Glossary term

Sahm Rule

The Sahm Rule is a recession indicator that triggers when the three-month average unemployment rate rises 0.50 percentage points or more above its prior 12-month low.

Updated

May 22, 2026

Read time

3 min read

What Is the Sahm Rule?

The Sahm Rule is a recession indicator based on the unemployment rate. It triggers when the three-month moving average of the national unemployment rate rises by 0.50 percentage points or more above its low from the previous 12 months.

The rule is named after economist Claudia Sahm. It was designed as a timely signal that labor-market deterioration has become recessionary enough to justify automatic fiscal support, though it is now widely followed as a macroeconomic indicator.

Key Takeaways

  • The Sahm Rule uses the unemployment rate, not GDP.
  • It compares the three-month average unemployment rate with its prior 12-month low.
  • A rise of 0.50 percentage points or more triggers the indicator.
  • It has historically signaled U.S. recessions quickly, but no indicator is perfect.
  • Investors use it as a labor-market stress gauge, not as a trading system.

> What this task involves
Give again the part of the Sahm Rule glossary entry that opens with the words "The Sahm Rule is a recession indicator based" and closes with "a trading system.", swapping "indicator" for "gauge" throughout.

> Data extract
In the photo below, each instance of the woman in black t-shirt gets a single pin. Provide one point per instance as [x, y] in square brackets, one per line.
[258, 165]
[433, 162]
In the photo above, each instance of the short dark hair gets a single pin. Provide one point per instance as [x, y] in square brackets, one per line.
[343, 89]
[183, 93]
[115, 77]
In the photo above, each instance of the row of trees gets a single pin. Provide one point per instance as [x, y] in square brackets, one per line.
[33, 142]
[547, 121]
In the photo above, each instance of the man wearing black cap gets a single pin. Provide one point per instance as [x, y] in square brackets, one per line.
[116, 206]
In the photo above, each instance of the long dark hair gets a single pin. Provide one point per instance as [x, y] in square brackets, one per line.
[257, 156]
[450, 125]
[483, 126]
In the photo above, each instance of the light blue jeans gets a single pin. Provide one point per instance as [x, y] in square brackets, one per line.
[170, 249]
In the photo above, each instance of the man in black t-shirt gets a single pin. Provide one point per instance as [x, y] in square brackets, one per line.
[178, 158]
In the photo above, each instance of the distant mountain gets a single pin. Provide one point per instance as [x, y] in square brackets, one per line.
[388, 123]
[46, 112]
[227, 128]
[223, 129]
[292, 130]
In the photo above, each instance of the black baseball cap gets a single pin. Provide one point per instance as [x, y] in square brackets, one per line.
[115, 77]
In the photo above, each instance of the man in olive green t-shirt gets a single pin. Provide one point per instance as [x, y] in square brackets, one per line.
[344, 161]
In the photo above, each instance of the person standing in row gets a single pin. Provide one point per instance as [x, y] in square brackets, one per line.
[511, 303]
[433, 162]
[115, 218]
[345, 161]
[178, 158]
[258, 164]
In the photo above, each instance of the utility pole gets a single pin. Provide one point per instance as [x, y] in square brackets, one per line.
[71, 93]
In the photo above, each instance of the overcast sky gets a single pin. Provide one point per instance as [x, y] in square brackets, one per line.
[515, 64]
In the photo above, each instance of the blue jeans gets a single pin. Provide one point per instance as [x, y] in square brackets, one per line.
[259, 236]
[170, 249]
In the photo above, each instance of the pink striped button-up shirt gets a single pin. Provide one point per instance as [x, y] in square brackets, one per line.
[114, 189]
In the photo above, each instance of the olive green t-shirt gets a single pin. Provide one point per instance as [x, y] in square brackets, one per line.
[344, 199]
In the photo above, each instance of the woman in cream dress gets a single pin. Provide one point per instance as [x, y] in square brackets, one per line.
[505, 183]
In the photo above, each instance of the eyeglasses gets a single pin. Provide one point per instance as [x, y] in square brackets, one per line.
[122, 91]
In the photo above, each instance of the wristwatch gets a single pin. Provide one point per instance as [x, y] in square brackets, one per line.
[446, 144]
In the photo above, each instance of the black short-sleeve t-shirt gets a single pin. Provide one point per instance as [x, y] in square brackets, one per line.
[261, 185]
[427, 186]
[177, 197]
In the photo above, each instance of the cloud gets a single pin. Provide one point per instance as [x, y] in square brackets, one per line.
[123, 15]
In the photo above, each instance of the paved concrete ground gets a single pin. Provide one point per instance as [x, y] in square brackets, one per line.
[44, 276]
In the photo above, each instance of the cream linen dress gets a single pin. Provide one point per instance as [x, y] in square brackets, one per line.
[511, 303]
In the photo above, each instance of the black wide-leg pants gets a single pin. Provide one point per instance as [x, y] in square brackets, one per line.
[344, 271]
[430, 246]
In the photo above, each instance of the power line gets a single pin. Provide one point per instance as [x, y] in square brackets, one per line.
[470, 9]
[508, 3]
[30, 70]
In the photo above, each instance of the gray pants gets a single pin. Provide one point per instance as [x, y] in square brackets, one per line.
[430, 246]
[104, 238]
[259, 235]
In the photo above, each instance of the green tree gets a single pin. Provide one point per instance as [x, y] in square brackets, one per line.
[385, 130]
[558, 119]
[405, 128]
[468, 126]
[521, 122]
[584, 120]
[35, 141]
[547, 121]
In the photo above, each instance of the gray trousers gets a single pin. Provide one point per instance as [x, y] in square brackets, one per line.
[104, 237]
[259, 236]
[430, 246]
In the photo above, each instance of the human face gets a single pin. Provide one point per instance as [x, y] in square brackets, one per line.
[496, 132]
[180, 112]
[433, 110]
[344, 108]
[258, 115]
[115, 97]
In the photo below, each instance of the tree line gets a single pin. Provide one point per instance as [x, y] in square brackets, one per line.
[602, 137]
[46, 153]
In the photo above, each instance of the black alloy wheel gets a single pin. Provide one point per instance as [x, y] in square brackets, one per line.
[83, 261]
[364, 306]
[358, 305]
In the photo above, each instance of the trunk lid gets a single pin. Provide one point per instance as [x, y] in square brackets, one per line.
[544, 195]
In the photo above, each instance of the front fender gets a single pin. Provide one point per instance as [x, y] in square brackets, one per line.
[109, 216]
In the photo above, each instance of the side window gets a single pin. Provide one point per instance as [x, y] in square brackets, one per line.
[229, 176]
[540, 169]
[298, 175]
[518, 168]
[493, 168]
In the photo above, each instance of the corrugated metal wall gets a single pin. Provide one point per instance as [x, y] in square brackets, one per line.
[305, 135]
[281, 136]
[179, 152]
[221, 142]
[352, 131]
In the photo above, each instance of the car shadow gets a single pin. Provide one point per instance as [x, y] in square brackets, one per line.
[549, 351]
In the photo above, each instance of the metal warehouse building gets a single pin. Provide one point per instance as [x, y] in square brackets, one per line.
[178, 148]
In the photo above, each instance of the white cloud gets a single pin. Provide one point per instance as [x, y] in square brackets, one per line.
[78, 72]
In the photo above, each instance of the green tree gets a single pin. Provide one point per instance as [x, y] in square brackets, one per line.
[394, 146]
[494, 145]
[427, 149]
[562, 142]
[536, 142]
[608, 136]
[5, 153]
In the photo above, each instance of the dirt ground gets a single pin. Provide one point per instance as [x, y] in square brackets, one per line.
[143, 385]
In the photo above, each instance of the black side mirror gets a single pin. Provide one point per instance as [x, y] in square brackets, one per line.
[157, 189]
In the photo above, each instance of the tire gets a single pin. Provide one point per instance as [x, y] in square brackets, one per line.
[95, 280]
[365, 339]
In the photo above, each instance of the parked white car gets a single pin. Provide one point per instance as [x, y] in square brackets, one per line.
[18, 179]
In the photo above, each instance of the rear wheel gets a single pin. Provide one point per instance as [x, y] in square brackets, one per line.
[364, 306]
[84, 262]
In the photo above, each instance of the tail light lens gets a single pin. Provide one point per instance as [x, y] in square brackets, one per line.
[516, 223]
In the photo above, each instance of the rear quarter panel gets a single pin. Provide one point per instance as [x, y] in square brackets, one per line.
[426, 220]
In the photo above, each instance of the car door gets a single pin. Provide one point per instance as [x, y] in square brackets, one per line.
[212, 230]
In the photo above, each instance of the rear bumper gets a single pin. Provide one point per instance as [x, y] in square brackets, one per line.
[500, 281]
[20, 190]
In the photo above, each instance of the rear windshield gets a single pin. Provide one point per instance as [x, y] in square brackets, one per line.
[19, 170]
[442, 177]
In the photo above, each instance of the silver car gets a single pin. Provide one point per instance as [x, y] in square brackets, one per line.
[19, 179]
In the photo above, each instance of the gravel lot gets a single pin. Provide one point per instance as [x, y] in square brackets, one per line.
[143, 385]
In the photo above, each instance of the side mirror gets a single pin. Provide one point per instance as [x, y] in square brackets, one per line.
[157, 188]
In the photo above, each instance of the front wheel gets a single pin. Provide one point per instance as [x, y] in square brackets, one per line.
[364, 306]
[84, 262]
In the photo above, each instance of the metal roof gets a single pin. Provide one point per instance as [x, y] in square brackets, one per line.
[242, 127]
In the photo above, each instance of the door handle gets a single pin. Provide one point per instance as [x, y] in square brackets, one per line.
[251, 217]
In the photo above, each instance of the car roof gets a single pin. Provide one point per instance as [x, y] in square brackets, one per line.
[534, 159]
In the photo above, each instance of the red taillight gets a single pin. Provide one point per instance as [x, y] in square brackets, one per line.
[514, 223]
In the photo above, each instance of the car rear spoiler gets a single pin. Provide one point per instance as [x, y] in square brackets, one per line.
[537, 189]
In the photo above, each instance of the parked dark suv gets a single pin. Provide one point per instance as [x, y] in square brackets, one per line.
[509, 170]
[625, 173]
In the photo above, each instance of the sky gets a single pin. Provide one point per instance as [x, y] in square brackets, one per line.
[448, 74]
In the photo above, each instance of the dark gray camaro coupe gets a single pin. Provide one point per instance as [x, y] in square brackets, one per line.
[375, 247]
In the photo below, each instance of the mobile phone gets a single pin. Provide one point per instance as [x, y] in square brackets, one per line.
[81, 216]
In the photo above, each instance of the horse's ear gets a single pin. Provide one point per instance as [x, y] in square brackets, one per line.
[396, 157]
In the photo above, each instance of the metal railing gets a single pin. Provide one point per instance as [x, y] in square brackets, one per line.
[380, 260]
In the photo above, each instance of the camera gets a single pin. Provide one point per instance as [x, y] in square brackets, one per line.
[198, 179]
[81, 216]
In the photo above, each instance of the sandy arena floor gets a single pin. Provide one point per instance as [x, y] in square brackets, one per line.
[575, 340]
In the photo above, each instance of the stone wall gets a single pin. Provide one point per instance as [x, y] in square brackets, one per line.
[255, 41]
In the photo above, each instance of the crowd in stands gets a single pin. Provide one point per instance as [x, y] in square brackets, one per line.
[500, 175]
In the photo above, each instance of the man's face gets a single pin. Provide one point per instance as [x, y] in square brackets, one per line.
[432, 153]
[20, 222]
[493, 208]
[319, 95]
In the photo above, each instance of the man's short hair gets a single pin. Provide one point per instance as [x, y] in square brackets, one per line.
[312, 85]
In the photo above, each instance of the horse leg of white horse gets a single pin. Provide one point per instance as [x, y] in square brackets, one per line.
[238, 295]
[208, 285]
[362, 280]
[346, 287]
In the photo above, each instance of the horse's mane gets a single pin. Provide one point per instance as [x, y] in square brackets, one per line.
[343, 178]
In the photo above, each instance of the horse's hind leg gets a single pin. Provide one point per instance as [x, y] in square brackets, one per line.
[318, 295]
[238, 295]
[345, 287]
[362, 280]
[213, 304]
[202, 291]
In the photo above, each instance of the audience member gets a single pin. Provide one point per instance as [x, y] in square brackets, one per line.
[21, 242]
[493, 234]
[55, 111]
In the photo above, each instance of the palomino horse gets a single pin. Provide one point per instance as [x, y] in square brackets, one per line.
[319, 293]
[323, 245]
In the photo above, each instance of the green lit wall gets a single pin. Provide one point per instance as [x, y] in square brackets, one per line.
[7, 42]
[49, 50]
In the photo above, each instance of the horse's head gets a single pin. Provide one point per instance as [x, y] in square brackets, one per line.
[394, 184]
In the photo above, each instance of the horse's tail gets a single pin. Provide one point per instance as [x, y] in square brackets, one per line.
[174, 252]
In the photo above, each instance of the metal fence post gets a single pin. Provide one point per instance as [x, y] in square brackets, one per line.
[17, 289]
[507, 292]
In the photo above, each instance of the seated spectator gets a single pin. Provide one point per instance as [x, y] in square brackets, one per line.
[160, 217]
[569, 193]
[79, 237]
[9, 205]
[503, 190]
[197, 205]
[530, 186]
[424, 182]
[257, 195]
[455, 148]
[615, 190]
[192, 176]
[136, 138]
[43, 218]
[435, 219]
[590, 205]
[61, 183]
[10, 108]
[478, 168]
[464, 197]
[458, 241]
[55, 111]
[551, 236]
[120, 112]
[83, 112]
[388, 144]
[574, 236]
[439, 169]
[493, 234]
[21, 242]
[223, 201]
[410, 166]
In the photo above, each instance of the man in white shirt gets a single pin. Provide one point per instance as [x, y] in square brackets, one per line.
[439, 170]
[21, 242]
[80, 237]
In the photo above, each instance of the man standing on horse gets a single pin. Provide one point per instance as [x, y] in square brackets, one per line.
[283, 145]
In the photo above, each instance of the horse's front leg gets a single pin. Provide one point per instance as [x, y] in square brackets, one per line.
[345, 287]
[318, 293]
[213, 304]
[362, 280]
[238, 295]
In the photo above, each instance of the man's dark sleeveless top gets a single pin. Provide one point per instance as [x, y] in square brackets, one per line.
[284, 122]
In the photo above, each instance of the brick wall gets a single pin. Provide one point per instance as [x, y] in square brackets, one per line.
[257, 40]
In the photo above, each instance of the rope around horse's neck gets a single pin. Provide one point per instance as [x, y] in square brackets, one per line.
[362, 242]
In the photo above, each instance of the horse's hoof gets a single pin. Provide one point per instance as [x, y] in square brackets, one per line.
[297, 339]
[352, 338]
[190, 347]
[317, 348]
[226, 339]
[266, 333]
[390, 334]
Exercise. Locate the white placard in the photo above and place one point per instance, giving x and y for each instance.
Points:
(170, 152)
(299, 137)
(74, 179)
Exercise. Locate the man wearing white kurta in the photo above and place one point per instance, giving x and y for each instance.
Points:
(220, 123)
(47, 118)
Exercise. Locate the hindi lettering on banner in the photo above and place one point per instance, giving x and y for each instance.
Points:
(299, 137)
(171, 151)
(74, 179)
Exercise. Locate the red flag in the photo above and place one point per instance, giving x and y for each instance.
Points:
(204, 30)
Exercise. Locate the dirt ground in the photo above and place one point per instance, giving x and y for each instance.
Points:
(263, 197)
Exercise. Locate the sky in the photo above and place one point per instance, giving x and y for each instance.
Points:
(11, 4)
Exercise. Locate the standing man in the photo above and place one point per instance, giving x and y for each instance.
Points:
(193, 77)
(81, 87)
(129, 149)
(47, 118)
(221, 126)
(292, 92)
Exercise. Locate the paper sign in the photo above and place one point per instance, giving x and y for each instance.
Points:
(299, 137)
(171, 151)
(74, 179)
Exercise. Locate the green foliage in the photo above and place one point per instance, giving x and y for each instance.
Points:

> Task result
The Sahm Rule is a recession gauge based on the unemployment rate. It triggers when the three-month moving average of the national unemployment rate rises by 0.50 percentage points or more above its low from the previous 12 months.

The rule is named after economist Claudia Sahm. It was designed as a timely signal that labor-market deterioration has become recessionary enough to justify automatic fiscal support, though it is now widely followed as a macroeconomic gauge.

Key Takeaways

  • The Sahm Rule uses the unemployment rate, not GDP.
  • It compares the three-month average unemployment rate with its prior 12-month low.
  • A rise of 0.50 percentage points or more triggers the gauge.
  • It has historically signaled U.S. recessions quickly, but no gauge is perfect.
  • Investors use it as a labor-market stress gauge, not as a trading system.